AVAILABLE RECORDS: Begin
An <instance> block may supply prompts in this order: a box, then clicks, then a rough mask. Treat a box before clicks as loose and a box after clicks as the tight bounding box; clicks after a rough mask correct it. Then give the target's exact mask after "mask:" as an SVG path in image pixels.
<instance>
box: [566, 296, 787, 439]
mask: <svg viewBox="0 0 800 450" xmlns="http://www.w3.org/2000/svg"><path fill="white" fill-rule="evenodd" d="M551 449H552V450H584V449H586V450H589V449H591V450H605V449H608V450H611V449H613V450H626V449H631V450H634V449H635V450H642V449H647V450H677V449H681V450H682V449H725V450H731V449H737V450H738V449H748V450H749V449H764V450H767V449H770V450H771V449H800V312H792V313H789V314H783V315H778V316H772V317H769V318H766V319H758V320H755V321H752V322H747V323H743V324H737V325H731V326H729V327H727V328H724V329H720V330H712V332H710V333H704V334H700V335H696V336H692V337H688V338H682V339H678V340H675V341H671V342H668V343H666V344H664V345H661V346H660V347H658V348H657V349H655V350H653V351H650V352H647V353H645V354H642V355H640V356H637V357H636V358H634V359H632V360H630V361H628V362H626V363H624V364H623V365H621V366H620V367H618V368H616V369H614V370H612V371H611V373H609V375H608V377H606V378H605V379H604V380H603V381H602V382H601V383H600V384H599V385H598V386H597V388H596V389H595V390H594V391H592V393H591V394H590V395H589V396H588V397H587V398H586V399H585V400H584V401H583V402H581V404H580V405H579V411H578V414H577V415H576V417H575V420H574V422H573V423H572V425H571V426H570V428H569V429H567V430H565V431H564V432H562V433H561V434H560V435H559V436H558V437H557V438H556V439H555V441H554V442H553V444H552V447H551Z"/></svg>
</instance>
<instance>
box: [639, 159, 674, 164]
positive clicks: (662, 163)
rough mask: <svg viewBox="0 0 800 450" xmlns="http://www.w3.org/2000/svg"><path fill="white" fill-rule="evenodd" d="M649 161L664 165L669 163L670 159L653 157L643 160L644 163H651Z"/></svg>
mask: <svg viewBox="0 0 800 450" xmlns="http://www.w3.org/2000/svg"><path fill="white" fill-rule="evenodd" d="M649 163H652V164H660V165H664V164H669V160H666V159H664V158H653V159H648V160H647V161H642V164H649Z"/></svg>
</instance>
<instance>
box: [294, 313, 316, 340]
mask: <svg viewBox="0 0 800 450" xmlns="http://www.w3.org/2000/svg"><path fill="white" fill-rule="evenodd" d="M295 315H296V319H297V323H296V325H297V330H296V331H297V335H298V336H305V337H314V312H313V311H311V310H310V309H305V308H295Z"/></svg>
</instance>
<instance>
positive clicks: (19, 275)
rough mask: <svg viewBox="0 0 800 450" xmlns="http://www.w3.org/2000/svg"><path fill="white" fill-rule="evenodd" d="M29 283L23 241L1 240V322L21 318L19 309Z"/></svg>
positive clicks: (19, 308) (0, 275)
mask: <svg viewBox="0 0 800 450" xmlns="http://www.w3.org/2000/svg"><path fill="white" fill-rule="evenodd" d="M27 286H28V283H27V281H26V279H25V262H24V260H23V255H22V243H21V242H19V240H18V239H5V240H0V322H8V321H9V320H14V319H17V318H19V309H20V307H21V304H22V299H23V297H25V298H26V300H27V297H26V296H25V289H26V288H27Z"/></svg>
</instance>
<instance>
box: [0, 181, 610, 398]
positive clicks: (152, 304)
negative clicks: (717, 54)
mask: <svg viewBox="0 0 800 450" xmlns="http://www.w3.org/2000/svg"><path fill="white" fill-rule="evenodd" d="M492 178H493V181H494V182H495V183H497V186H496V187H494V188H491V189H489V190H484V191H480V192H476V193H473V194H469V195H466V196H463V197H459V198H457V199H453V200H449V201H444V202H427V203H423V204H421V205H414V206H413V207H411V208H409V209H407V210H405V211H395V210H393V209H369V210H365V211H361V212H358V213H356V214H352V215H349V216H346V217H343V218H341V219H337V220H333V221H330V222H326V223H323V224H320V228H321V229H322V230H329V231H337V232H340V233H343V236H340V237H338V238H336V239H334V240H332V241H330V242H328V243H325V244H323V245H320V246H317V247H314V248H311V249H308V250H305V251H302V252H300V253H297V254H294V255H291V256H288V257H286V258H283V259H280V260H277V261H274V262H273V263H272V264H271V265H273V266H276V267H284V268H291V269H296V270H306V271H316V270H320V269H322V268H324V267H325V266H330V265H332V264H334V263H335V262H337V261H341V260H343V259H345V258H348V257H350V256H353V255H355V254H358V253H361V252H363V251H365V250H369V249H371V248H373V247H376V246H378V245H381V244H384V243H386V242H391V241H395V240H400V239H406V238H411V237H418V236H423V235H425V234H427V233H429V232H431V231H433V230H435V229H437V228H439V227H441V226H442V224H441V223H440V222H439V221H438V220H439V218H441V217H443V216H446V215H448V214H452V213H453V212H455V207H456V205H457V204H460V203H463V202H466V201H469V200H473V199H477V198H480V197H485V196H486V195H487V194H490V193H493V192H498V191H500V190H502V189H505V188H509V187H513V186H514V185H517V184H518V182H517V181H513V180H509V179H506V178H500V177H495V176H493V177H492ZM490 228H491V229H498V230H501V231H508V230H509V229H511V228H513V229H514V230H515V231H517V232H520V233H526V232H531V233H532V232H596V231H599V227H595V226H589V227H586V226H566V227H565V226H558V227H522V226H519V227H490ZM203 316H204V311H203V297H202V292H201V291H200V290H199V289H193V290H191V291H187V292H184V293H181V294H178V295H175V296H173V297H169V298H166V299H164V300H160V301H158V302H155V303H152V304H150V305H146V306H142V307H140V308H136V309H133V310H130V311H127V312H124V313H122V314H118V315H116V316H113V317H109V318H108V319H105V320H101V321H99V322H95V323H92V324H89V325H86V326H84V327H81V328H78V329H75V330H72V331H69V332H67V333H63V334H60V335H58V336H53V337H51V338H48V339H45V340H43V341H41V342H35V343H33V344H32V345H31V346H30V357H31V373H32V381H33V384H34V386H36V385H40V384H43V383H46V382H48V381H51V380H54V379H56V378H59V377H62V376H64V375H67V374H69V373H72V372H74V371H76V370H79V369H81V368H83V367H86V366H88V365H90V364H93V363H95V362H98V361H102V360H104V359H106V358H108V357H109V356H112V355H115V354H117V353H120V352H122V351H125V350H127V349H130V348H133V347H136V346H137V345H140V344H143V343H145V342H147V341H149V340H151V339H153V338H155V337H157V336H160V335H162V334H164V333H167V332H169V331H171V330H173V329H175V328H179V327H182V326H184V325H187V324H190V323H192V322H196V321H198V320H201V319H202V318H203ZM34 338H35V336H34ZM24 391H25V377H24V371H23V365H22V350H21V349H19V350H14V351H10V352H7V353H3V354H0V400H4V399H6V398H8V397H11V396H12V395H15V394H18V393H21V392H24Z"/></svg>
AVAILABLE RECORDS: End
**EXERCISE:** The whole listing above is to be output exactly.

**REPLY:**
An <instance> block may supply prompts in this order: a box, then clicks, then a rough mask. Treat a box before clicks as loose and a box after clicks as the tight bounding box; clicks after a rough mask correct it. Then give the target's exact mask after "mask:" as an SVG path in image pixels.
<instance>
box: [566, 296, 787, 439]
mask: <svg viewBox="0 0 800 450" xmlns="http://www.w3.org/2000/svg"><path fill="white" fill-rule="evenodd" d="M551 449H552V450H584V449H586V450H589V449H591V450H605V449H608V450H611V449H613V450H626V449H631V450H634V449H635V450H642V449H647V450H677V449H681V450H682V449H725V450H731V449H737V450H738V449H748V450H749V449H764V450H767V449H770V450H771V449H800V312H792V313H789V314H783V315H778V316H772V317H769V318H766V319H758V320H755V321H752V322H747V323H743V324H737V325H731V326H729V327H727V328H724V329H720V330H712V332H710V333H704V334H700V335H696V336H692V337H688V338H682V339H678V340H675V341H671V342H668V343H666V344H664V345H661V346H660V347H658V348H657V349H655V350H653V351H650V352H647V353H645V354H642V355H640V356H637V357H636V358H634V359H632V360H630V361H628V362H626V363H624V364H623V365H621V366H620V367H618V368H616V369H614V370H612V371H611V373H609V375H608V377H606V378H605V379H604V380H603V381H602V382H601V383H600V384H599V385H598V386H597V388H596V389H595V390H594V391H592V393H591V394H590V395H589V396H588V397H587V398H586V399H585V400H584V401H583V402H581V404H580V405H579V411H578V414H577V415H576V417H575V420H574V422H573V423H572V425H571V426H570V428H569V429H567V430H565V431H564V432H562V433H561V434H560V435H559V436H558V437H557V438H556V439H555V441H554V442H553V444H552V447H551Z"/></svg>
</instance>
<instance>
box: [639, 159, 674, 164]
positive clicks: (662, 163)
rough mask: <svg viewBox="0 0 800 450" xmlns="http://www.w3.org/2000/svg"><path fill="white" fill-rule="evenodd" d="M649 161L664 165L669 163L670 159L653 157L643 160L644 163H651Z"/></svg>
mask: <svg viewBox="0 0 800 450" xmlns="http://www.w3.org/2000/svg"><path fill="white" fill-rule="evenodd" d="M649 163H652V164H660V165H664V164H669V160H666V159H664V158H653V159H648V160H647V161H642V164H649Z"/></svg>
</instance>
<instance>
box: [294, 313, 316, 340]
mask: <svg viewBox="0 0 800 450" xmlns="http://www.w3.org/2000/svg"><path fill="white" fill-rule="evenodd" d="M295 315H296V319H297V323H296V325H297V330H296V331H297V335H298V336H305V337H314V312H313V311H311V310H310V309H305V308H295Z"/></svg>
</instance>
<instance>
positive clicks: (19, 275)
rough mask: <svg viewBox="0 0 800 450" xmlns="http://www.w3.org/2000/svg"><path fill="white" fill-rule="evenodd" d="M29 283L23 241L1 240V322L21 318L19 309Z"/></svg>
positive clicks: (19, 308) (0, 275)
mask: <svg viewBox="0 0 800 450" xmlns="http://www.w3.org/2000/svg"><path fill="white" fill-rule="evenodd" d="M27 286H28V283H27V281H26V279H25V262H24V260H23V255H22V243H21V242H19V240H18V239H5V240H0V322H8V321H9V320H14V319H17V318H19V309H20V307H21V304H22V299H23V297H25V298H26V300H27V297H26V296H25V289H26V288H27Z"/></svg>
</instance>
<instance>
box: [0, 181, 610, 398]
positive clicks: (152, 304)
negative clicks: (717, 54)
mask: <svg viewBox="0 0 800 450" xmlns="http://www.w3.org/2000/svg"><path fill="white" fill-rule="evenodd" d="M492 178H493V181H494V182H495V183H497V186H496V187H494V188H491V189H489V190H484V191H480V192H476V193H473V194H469V195H466V196H463V197H459V198H457V199H453V200H449V201H444V202H427V203H423V204H421V205H414V206H413V207H411V208H409V209H407V210H405V211H395V210H393V209H369V210H365V211H361V212H358V213H356V214H352V215H349V216H346V217H343V218H341V219H337V220H333V221H330V222H326V223H323V224H320V228H321V229H322V230H329V231H337V232H340V233H343V236H340V237H338V238H336V239H334V240H332V241H330V242H328V243H325V244H323V245H320V246H317V247H314V248H311V249H308V250H305V251H302V252H300V253H297V254H294V255H291V256H288V257H286V258H283V259H280V260H277V261H274V262H273V263H272V264H271V265H273V266H276V267H284V268H291V269H296V270H306V271H316V270H320V269H322V268H324V267H325V266H330V265H332V264H334V263H335V262H337V261H341V260H343V259H345V258H348V257H350V256H353V255H355V254H358V253H361V252H363V251H365V250H369V249H371V248H373V247H376V246H378V245H381V244H384V243H386V242H391V241H395V240H400V239H406V238H411V237H418V236H423V235H425V234H427V233H429V232H431V231H433V230H435V229H437V228H439V227H441V226H442V224H441V223H440V222H439V221H438V220H439V218H441V217H443V216H446V215H448V214H452V213H453V212H455V207H456V205H457V204H460V203H463V202H466V201H469V200H473V199H477V198H480V197H485V196H486V195H487V194H490V193H493V192H498V191H500V190H502V189H505V188H509V187H513V186H514V185H517V184H518V182H517V181H513V180H509V179H506V178H500V177H495V176H493V177H492ZM490 228H491V229H498V230H501V231H508V230H509V229H511V228H513V229H514V230H515V231H517V232H520V233H526V232H531V233H532V232H596V231H599V227H595V226H589V227H586V226H566V227H565V226H558V227H522V226H519V227H490ZM203 316H204V311H203V297H202V292H201V291H200V290H199V289H193V290H191V291H187V292H184V293H181V294H178V295H175V296H173V297H169V298H166V299H164V300H160V301H158V302H155V303H152V304H150V305H146V306H142V307H140V308H136V309H133V310H130V311H127V312H124V313H122V314H118V315H116V316H113V317H109V318H108V319H105V320H101V321H99V322H95V323H92V324H89V325H86V326H84V327H81V328H78V329H75V330H72V331H69V332H67V333H63V334H60V335H58V336H53V337H51V338H48V339H45V340H43V341H41V342H35V343H33V344H32V345H31V346H30V357H31V373H32V381H33V384H34V386H36V385H40V384H43V383H46V382H48V381H51V380H54V379H56V378H59V377H62V376H64V375H67V374H69V373H72V372H74V371H76V370H79V369H81V368H83V367H86V366H88V365H90V364H93V363H95V362H98V361H102V360H104V359H106V358H108V357H109V356H112V355H115V354H117V353H120V352H122V351H125V350H127V349H130V348H133V347H136V346H137V345H140V344H143V343H145V342H147V341H149V340H151V339H153V338H155V337H157V336H160V335H162V334H164V333H167V332H169V331H171V330H173V329H175V328H179V327H182V326H184V325H187V324H190V323H192V322H196V321H198V320H201V319H202V318H203ZM34 338H35V336H34ZM24 391H25V377H24V371H23V365H22V350H21V349H19V350H14V351H10V352H7V353H3V354H0V400H4V399H6V398H8V397H11V396H12V395H15V394H18V393H21V392H24Z"/></svg>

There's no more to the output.